**SELECTED TEXT:**
——————

By your logic, I can make a nuke and threaten you with it.

Also.
Burners

Also, planted human bugs are incredibly hard to train and incredibly easy to be both lost and taken hostage - hence their rarity.


----------



## Epherion (Aug 23, 2011)

aef8234 said:


> Or you can just make/get a secure IRC server.
> I mean seriously, this is the same affiliation that thought gathering metadata would help fight terrorism, and that buying backdoors makes them hackers.
> 
> By your logic, I can make a nuke and threaten you with it.
> ...


bugging phone, vs building an atomic weapon. Which one is harder and more likely that a singular human can do? The NSA has more than that up its sleeve, aside having all IT companies under its umbrella its R&D division will undoubtedly make better versions of badBIOS, collaborations with bright minds, professors of advanced research and former computer criminals, cybernetics is easily used to track you based on past behaviors. Human informants just need to see certain things, look up conspiracy charges. Burners dont really help, if and when the LEO want you, they will get you, they have the men, the money, the logistics, the power, the eyes and so on. As someone who has worked with drug dealers, users and distributors(many whom were very good at their craft) you cant hide from the law. How secure, 256bit AES?


----------



## aef8234 (Feb 18, 2012)

——————

Entries excerpted from a collection:
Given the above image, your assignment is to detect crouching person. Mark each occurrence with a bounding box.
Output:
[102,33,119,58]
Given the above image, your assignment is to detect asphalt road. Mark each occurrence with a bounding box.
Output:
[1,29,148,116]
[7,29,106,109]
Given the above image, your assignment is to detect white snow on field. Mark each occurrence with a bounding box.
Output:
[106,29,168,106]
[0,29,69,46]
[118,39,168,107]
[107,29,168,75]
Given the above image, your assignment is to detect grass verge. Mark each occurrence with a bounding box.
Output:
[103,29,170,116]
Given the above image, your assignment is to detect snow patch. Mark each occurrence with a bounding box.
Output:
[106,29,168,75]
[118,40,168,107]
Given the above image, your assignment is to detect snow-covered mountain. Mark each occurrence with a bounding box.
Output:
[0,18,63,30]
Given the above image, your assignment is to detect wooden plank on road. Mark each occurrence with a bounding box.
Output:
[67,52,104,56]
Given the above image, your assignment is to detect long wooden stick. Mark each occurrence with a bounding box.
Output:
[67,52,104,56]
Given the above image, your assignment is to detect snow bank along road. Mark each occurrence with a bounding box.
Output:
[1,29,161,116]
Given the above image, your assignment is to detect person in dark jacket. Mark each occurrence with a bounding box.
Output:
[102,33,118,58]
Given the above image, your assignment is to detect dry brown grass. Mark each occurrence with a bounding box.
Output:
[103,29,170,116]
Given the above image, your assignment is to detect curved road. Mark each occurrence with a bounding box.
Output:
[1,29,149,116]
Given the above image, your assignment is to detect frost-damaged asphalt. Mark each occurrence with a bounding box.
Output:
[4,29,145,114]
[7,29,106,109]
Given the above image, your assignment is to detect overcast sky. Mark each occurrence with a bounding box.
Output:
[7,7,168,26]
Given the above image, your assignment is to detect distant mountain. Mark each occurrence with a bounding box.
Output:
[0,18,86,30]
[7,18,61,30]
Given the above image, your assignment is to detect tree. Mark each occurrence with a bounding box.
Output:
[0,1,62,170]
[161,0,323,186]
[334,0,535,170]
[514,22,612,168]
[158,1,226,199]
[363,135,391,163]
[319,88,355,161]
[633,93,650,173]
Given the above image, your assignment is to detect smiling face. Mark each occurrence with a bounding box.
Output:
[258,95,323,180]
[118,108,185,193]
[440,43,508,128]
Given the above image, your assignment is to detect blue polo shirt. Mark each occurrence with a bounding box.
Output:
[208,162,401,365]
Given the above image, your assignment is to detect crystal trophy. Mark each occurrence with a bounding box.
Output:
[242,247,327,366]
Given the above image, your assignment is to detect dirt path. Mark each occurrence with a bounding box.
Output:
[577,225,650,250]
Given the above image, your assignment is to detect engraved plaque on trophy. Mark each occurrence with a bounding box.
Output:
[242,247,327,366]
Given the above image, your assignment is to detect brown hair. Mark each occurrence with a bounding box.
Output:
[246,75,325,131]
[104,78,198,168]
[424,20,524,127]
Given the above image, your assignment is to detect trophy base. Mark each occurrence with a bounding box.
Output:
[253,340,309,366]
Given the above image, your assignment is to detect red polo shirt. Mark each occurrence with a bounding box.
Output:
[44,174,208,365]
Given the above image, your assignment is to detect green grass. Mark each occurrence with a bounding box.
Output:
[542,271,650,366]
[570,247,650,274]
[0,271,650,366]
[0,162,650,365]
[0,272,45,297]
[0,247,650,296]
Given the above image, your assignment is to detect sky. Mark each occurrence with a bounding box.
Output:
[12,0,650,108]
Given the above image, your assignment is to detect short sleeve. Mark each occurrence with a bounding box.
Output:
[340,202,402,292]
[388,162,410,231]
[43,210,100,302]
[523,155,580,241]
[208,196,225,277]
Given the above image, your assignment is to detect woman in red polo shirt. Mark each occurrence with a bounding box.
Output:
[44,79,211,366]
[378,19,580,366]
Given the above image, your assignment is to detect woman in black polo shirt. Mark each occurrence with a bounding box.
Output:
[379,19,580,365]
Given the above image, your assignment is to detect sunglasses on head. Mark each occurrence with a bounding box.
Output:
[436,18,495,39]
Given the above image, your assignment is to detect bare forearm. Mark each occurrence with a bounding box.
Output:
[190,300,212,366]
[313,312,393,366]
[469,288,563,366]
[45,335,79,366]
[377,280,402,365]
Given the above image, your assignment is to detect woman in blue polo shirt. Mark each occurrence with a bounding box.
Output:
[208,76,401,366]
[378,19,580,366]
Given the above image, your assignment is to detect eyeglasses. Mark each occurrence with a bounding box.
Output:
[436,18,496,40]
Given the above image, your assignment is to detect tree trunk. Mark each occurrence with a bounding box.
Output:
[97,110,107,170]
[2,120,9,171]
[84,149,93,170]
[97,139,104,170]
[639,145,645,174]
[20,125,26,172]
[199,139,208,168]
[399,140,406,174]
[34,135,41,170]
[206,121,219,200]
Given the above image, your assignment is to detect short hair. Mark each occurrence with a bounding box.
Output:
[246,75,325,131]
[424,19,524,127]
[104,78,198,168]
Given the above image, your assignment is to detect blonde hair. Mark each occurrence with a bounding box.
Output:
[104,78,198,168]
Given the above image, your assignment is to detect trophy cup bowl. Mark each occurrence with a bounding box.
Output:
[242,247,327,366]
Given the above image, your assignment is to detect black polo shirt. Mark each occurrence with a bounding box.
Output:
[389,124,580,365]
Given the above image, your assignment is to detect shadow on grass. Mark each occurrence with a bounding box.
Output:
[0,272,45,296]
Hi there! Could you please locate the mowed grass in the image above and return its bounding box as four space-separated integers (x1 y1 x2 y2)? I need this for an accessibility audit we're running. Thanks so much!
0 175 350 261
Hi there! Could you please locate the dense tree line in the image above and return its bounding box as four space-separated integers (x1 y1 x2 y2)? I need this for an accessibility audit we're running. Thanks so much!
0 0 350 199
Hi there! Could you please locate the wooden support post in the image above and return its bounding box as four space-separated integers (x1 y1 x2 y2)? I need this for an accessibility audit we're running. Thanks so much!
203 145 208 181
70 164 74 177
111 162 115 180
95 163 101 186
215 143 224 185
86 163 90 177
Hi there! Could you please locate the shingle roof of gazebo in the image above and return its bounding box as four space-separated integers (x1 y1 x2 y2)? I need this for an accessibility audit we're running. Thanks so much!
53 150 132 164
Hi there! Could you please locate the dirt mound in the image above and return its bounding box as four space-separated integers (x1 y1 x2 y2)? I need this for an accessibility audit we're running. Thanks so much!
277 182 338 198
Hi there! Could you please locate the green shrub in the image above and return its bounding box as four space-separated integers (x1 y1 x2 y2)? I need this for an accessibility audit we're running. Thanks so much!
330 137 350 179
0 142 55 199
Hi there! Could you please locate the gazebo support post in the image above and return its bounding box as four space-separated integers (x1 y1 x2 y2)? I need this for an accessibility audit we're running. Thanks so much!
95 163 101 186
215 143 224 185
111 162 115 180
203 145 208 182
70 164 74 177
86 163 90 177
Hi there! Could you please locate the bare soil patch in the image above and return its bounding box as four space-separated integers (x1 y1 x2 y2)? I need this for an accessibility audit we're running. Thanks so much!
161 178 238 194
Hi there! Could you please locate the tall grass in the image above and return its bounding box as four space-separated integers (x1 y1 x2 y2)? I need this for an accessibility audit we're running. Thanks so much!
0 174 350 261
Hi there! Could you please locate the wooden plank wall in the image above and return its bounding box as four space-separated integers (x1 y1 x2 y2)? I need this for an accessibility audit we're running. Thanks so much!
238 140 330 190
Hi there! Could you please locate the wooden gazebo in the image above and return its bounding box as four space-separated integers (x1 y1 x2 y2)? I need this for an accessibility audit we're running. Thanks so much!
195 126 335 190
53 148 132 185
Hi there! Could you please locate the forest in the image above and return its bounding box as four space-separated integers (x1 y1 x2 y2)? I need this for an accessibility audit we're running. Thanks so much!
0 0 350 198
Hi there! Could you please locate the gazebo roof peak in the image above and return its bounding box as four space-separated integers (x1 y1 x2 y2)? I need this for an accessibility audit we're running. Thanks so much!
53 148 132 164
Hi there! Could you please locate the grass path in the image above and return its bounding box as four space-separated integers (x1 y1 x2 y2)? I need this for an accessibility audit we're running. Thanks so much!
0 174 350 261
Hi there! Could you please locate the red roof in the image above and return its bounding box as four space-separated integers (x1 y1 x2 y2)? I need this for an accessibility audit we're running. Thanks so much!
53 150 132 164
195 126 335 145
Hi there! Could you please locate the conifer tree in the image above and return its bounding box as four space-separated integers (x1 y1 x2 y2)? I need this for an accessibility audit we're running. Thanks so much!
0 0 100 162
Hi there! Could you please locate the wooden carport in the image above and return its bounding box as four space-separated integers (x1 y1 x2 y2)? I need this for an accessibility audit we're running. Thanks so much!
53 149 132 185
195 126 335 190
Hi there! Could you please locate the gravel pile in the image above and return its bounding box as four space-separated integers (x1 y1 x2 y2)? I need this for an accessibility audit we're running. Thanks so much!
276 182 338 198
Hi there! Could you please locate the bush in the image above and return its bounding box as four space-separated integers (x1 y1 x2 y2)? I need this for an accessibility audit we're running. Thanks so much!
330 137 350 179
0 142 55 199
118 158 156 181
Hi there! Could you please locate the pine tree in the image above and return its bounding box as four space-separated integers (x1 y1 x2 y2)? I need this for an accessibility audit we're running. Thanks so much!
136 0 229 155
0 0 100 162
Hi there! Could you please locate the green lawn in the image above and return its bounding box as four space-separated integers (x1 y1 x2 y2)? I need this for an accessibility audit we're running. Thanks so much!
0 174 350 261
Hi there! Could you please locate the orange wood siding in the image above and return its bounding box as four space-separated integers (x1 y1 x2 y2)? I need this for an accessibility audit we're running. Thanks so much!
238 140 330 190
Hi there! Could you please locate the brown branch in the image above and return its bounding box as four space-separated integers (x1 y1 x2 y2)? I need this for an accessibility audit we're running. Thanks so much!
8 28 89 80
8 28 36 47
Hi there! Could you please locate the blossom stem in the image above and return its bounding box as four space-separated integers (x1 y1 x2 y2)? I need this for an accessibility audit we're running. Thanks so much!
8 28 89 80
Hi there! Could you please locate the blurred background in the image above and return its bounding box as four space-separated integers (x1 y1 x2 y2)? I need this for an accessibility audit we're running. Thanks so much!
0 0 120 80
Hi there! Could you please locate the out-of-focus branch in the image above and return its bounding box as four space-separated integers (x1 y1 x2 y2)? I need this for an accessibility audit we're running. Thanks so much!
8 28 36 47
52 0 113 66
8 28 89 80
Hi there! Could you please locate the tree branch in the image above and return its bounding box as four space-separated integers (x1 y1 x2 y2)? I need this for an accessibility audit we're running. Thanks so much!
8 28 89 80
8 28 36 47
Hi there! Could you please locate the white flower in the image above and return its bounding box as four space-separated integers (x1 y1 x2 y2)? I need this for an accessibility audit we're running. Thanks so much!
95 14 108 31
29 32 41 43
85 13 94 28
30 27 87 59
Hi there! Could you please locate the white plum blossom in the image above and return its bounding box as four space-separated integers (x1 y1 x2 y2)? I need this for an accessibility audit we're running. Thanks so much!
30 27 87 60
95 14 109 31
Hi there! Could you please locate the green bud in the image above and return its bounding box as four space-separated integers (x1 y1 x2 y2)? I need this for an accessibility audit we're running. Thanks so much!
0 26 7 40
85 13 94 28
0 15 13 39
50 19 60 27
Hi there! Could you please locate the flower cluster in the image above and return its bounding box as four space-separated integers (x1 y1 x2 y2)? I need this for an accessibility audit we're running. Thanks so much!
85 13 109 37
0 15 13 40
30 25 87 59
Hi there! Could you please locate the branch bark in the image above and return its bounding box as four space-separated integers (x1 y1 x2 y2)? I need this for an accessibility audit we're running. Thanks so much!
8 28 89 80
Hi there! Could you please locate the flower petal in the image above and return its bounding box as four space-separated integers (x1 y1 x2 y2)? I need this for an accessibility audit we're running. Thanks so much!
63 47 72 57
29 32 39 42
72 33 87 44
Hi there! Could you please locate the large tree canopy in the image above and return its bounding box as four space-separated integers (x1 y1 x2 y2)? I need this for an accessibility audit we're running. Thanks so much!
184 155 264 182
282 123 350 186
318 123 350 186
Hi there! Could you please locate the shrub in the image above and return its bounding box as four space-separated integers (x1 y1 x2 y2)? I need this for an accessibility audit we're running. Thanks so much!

——————

**WRITTEN REQUEST:**
Continue the forum thread above about government surveillance and burner phones, starting right after its last line.

**EXPECTED OUTPUT:**
Epherion said:


> bugging phone, vs building an atomic weapon. Which one is harder and more likely that a singular human can do? The NSA has more than that up its sleeve, aside having all IT companies under its umbrella its R&D division will undoubtedly make better versions of badBIOS, collaborations with bright minds, professors of advanced research and former computer criminals, cybernetics is easily used to track you based on past behaviors. Human informants just need to see certain things, look up conspiracy charges. Burners dont really help, if and when the LEO want you, they will get you, they have the men, the money, the logistics, the power, the eyes and so on. As someone who has worked with drug dealers, users and distributors(many whom were very good at their craft) you cant hide from the law. How secure, 256bit AES?


All these claims and yet I hear no evidence.
Not to mention it's one group fighting against info dumps, not really hard to hide behind static and litigations. Also, all those strategies really didn't disclaim burners at all.
Also missed the point.
By a mile.
Or fifteen.

The NSA aren't bogeymen, but I guess you think the FBI mostly do anything other than book work.


----------



## Euclid (Mar 20, 2014)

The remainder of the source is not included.